What is required —
Print the data exactly as it is given, please.

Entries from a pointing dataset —
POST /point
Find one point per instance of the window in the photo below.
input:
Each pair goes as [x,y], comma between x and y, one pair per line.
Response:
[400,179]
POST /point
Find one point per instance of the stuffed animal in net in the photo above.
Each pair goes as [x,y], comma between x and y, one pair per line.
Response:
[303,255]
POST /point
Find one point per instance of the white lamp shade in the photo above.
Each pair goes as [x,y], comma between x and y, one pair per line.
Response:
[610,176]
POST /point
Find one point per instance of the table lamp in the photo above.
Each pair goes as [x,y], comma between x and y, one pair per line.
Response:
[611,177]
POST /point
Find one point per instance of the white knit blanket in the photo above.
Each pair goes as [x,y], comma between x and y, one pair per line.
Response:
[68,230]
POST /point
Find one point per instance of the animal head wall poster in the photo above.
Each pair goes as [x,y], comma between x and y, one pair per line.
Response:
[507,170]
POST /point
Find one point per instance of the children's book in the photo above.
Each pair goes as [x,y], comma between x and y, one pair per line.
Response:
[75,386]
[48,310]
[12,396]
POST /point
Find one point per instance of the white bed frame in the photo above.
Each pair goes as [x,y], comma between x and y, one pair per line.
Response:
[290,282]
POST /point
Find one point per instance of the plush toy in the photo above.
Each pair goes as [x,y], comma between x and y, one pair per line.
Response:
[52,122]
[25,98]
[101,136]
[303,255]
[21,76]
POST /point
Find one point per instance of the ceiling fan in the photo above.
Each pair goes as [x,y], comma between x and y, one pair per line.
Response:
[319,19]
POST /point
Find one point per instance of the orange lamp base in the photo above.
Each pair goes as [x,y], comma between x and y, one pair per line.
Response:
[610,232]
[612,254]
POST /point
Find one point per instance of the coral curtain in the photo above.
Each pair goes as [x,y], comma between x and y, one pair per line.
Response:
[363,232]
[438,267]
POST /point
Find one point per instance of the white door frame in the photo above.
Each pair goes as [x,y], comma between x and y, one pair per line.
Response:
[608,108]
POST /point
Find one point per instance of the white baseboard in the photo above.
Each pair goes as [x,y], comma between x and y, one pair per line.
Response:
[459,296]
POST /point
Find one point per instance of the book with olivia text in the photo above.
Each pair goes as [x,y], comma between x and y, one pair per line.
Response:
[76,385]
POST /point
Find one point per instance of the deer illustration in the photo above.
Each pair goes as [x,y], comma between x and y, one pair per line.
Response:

Solution below —
POST /point
Find one point per instance of the window in the photo below.
input:
Each pair goes as [x,y], comma between x and y, one pair per line.
Response:
[400,179]
POST /point
Find one point per instance of the stuffed animal in net in the photo above.
Each pair goes as [x,y], comma between x and y, one pair per line.
Response:
[303,255]
POST /point
Find one point per instance of the white lamp shade in the photo above.
Each pair goes as [x,y], comma between x and y, one pair per line.
Response:
[610,176]
POST /point
Find one point per instance of the table lamp in the photo above.
Each pair goes as [x,y], comma between x and y, one pair per line.
Response:
[611,177]
POST /point
Find one point per instance of the white knit blanket in the photo above.
Each pair goes as [x,y], comma between x and y, one pair per line.
Response:
[68,230]
POST /point
Find one point per instance of the animal head wall poster in the photo above.
Each pair goes as [x,y], comma between x and y, one pair per line.
Response:
[507,170]
POST /point
Find one point per instance of the children's book in the photo above.
Each pair goes as [x,y], comma between x and y, one pair per line.
Response:
[75,386]
[48,310]
[12,396]
POST /point
Find one point per instance of the white bed frame in the photo above.
Each pair goes as [x,y], comma between x and y, one pair per line.
Response:
[290,282]
POST /point
Find one point per instance of the plush toy in the photo above.
Each pair goes as [x,y], comma between x and y, one pair per line.
Response:
[52,122]
[25,98]
[101,136]
[303,255]
[21,76]
POST /point
Find one point per instance of the ceiling fan in the photo above.
Each pair goes as [x,y], comma between x and y, one pair per line.
Response:
[319,19]
POST /point
Find one point per instance of the orange lamp base in the photo above.
Each pair goes as [x,y], comma between x and y, one pair per line.
Response:
[610,232]
[612,254]
POST /point
Find one point per instance of the coral curtain in the photo above.
Each pair goes as [x,y], comma between x and y, one pair per line.
Response:
[363,232]
[438,267]
POST /point
Find one point per instance of the white door frame in the photo above.
Each pair goes as [x,y], comma between x and y, one pair per line.
Response:
[608,108]
POST /point
Find one point per instance of the white baseboard in the photo above.
Each pair goes as [x,y], comma between x and y, one pair per line.
Response:
[459,296]
POST /point
Find one point per instance of the book with olivia text in the photo above.
Each pair goes as [x,y], comma between x and y, one pair per line.
Response:
[76,385]
POST /point
Find one point per instance of the deer illustration in the photo above.
Each pair goes as [x,y], comma between x and y, one pair per line.
Response:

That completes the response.